A description of mindfulness I hear a lot is, “Being present, in the moment, without judgment.” I guess I struggle with the “without judgment” part, because I judge pain as being a worse state than being deeply happy. I can accept pain, I can embrace with relief that it’s temporary, I can even let go of the desire for the pain to pass quickly – but I’m definitely looking forward to the pain being over and happiness returning.
Mindfulness is a way to experience feelings like pain and not resist them. I have also used meditation as a “weapon” against bad feelings – literally trying to make stress go away, trying to pray for difficult people so my resentments towards them fade, fitting my pain in the context of the huge suffering of people around the globe so my pain doesn’t seem like it should make me suffer so much. A lot of teachers would say the goal and these methods are wrong. I say it makes me suffer less.
I talked in Part I of this post about equanimity being the stated goal of meditation. Can a goal of meditation be happiness? Is there room in the vast pantheon of meditative practice for a practice centered on reducing pain and increasing happiness in ways that aren’t necessarily working toward an enlightened neutrality? I don’t know. It’s not a rhetorical question, I am seriously wondering if I’m deluding myself, or if my meditation practice has enough legitimacy to be worth sharing with others.
You can’t argue with results. Practicing in my way, the positive effects have been dramatic and palpable. I am less stressed. I am more joyful. I am better at sitting with bad feelings. Well, you absolutely can argue with results, and lots of meditation teachers would say these methods are just wrong, and I’ll understand better one day. I may be naive, but I’m also teachable, and these teachers, who are better educated than I am, may absolutely be right.

========

→ **Work order 1**:
Answer these questions using the post on mindfulness:
(a) What description of mindfulness does the writer say they hear a lot?
(b) According to the writer, what did Part I of the post describe as the stated goal of meditation?
(c) What three positive effects does the writer list from practicing in their own way?
→ **Work order 2**: Continue the post on mindfulness and meditation, starting right after its final sentence.

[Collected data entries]

========

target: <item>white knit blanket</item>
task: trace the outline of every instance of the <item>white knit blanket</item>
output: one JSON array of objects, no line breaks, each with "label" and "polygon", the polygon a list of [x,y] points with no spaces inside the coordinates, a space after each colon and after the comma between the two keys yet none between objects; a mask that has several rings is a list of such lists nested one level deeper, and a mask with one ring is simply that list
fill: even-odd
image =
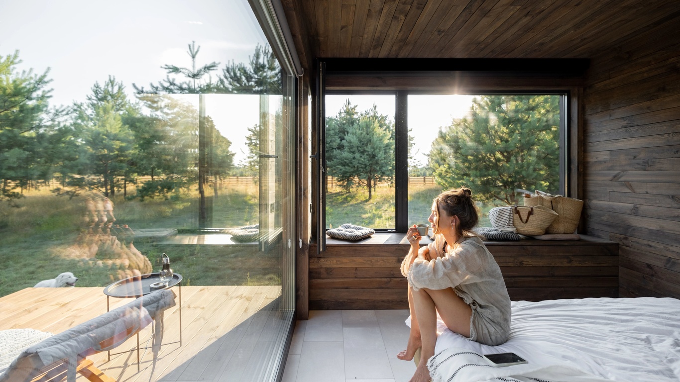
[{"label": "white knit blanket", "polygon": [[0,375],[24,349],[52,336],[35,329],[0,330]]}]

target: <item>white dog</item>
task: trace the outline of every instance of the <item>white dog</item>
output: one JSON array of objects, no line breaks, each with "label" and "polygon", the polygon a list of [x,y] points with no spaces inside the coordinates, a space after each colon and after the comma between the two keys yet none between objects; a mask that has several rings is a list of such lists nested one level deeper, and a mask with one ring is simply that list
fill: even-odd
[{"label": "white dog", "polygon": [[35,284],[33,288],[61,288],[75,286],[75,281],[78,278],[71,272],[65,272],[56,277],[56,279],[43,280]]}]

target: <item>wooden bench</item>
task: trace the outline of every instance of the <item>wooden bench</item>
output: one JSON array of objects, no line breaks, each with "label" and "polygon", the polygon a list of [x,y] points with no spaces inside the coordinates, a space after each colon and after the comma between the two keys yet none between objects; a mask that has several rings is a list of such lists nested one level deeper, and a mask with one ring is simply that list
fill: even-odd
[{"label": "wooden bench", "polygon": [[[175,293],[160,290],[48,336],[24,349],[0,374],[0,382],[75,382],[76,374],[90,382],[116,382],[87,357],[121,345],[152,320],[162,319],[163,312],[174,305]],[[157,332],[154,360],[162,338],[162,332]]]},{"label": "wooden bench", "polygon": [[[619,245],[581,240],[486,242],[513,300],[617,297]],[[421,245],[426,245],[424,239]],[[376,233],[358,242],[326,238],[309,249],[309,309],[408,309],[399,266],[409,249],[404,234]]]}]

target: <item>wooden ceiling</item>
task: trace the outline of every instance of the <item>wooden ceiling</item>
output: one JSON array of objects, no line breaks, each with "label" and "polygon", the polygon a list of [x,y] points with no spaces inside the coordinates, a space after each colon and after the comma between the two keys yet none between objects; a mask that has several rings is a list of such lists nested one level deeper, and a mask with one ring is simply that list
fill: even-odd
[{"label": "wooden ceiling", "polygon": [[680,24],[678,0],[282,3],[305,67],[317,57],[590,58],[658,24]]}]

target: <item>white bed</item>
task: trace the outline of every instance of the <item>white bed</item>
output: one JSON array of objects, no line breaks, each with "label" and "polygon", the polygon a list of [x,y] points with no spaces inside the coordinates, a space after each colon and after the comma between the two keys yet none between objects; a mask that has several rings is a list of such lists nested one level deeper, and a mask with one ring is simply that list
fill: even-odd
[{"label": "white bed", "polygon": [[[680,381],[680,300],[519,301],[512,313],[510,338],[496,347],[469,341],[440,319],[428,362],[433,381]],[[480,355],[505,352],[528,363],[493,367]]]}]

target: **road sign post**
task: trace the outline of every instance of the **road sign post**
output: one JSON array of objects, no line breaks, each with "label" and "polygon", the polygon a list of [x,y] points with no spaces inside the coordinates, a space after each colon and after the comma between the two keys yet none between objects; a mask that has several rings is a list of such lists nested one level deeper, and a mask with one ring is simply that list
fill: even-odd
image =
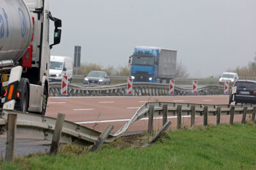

========

→ **Exercise result 1**:
(a) "Being present, in the moment, without judgment."
(b) Equanimity.
(c) They are less stressed, more joyful, and better at sitting with bad feelings.

→ **Exercise result 2**:
What keeps me coming back to meditation is the deep-down joy I feel when I do it. It’s the best 20 minutes of my day. I am so happy feeling the miracle of each breath. I am so joyful feeling love for all I have to be grateful for. If I were truly enlightened, I would be neutral to this feeling of joy. Instead, I am sinking my teeth into it like a Hostess cupcake. And when I deliberately combat difficult feelings with meditation, darn it, that works too. I come out less stressed, more calm, and often with genuine insight into where my suffering is coming from – and often with compassion if there’s another individual that’s involved in my bad feelings.
So again, can a goal of meditation be happiness? I’ve read a few different places that meditation is like exercise, something you do regularly to strengthen your ability to handle the emotions of life. We think we all know what we talk about when we talk about exercise, but there’s a huge range of what exercise can be. People exercise to do a hundred different things: Be better professional athletes, reduce heart disease, lose weight, sculpt a beach body, physical therapy, feel the joy of movement, forge a mind/body connection, be better gardeners – there are as many legitimate uses of exercise as there are things exercise helps you be better at. They all have merit when applied to the goals individuals set for themselves.
Meditation occupies a similarly broad landscape. You can meditate to do a hundred different things: Improve focus, cultivate mental health, discover insight, improve work performance, cope with stress, discover enlightenment, reach nirvana – and yes, even increase happiness. If that’s my goal, and meditation is helping me progress toward that goal, it seems to me that it’s a practice that’s working, no matter what you call it.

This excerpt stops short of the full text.